> _INFORMATION SHOWN_:
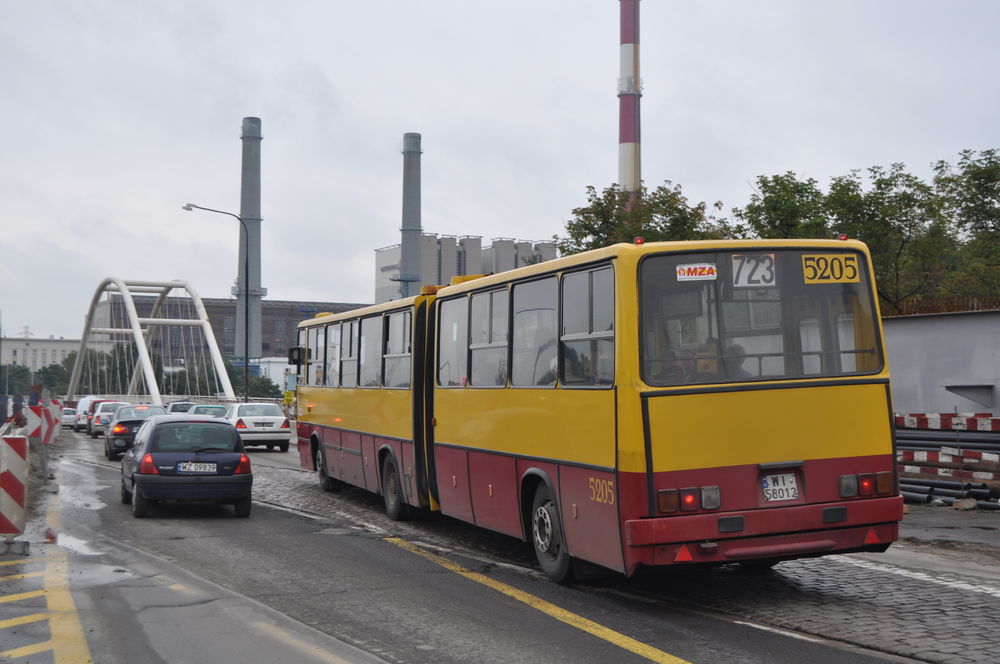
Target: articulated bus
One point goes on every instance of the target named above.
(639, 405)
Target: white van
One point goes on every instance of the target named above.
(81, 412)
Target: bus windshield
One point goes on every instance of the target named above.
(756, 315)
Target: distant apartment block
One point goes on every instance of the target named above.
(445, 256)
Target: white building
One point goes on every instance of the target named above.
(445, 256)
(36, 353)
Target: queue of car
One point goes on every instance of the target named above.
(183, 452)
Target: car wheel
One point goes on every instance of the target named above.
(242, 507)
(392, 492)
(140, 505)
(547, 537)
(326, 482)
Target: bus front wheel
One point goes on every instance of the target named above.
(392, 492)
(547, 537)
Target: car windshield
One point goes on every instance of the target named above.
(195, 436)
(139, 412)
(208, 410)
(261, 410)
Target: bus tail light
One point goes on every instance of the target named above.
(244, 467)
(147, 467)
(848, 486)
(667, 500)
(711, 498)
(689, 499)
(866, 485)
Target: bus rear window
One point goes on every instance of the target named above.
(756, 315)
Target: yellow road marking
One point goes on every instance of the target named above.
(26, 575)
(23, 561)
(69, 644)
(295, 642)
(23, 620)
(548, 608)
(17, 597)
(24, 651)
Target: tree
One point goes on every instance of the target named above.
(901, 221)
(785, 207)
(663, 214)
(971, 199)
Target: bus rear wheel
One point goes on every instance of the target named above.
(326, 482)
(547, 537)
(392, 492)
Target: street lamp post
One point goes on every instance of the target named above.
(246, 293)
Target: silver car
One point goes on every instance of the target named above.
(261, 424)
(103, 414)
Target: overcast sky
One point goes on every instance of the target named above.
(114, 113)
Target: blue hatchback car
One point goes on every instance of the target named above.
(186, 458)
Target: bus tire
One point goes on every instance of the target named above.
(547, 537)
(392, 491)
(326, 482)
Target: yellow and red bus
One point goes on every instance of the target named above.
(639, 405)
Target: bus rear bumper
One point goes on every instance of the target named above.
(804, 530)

> _EXERCISE REQUIREMENTS_:
Copy the lines of the listing from the one holding "Target: yellow and red bus" through the end of the listing, inclusive, with the request lines unchanged. Add 116 to both the x and y coordinates of every point.

> _FULL SOLUTION_:
Target: yellow and red bus
One point goes on every instance of the target named above.
(755, 521)
Target: bus rear bumper
One point goes on every instance of the target named above.
(920, 646)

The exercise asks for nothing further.